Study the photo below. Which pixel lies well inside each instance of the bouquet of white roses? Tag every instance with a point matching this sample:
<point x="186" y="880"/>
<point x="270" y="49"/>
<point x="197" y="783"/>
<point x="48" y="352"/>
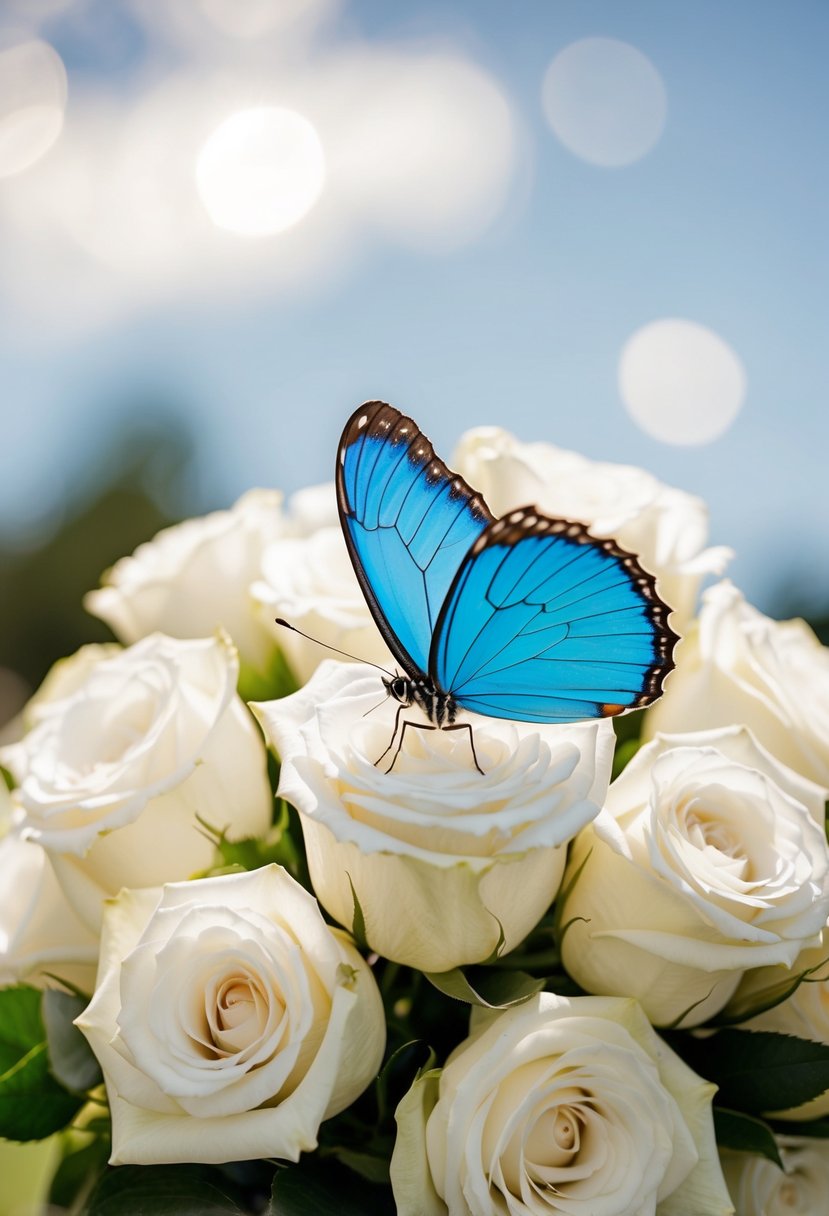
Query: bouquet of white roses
+ + + + +
» **Problem description**: Reproduce the rows above line for line and word for word, leaving out the picture.

» **Response below**:
Study the photo below. Which pixel lies well inside each instance of the bouquet of white roses? Tag every instance with a point matching this sample:
<point x="186" y="880"/>
<point x="270" y="49"/>
<point x="197" y="783"/>
<point x="48" y="352"/>
Query: bouquet of white roses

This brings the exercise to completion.